[Data records]
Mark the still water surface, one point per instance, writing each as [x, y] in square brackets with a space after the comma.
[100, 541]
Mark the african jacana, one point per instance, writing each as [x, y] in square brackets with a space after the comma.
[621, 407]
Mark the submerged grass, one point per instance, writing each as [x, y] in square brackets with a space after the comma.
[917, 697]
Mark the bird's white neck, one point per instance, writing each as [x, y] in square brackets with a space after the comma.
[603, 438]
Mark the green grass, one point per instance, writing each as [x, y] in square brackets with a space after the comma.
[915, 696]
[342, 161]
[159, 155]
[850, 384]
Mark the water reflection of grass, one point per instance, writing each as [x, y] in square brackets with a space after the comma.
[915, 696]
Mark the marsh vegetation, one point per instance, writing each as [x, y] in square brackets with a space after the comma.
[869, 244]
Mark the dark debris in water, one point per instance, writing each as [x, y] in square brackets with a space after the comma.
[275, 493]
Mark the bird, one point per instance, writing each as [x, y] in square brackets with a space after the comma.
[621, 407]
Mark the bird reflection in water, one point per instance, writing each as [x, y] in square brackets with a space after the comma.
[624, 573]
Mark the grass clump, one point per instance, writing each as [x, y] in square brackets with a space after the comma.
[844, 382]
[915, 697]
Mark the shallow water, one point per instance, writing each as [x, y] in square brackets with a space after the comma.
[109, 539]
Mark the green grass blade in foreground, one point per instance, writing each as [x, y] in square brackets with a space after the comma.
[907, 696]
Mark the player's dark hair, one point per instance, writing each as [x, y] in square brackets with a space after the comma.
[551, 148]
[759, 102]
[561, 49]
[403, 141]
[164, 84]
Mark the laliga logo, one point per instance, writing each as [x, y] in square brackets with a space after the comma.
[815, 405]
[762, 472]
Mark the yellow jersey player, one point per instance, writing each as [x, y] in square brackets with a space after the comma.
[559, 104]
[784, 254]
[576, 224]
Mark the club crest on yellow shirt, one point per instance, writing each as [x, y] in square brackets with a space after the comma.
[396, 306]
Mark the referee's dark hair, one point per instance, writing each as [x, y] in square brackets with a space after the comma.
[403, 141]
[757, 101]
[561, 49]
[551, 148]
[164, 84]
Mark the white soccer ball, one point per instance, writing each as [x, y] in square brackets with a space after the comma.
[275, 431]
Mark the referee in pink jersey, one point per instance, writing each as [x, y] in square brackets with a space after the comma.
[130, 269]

- Goal of the exercise
Return only those lines that run from the one containing "Mark the shallow" through the end of the entries, keeping each exactly as written.

- Answer space
Mark the shallow water, one point per instance, writing each as [x, y] in square brackets with a space after the comma.
[109, 539]
Mark the green grass blade in foreground, one point per instance, writing each as [x, y] in square brackets with a space after the comma.
[907, 696]
Mark the player's dark hair, one point per instance, writing each as [x, y] in square brackets with a space after the comma.
[551, 148]
[759, 102]
[561, 49]
[403, 141]
[164, 84]
Mark the laliga logo, one point per instance, writing each as [x, y] in square brackets with a space after the comma.
[815, 405]
[762, 472]
Mark the yellow jersey player, one point per instance, writing each as [x, y] in square brackets with a space after the comma.
[559, 104]
[784, 254]
[576, 224]
Mark the club crest on yellow shirt, one point per instance, writing each as [x, y] in square brackets with a space after the comma.
[396, 306]
Mark the referee's dark hair, one point per instance, writing each as [x, y] in square brackets with a space after the comma.
[403, 141]
[757, 101]
[561, 49]
[551, 148]
[164, 84]
Mark the white soccer ball, one point per instance, writing each as [x, y] in square brackets with a space after the comma.
[275, 431]
Mark the referee in pink jersey, one point per instance, writing each as [x, y] in square brackets with a space after the comma.
[130, 269]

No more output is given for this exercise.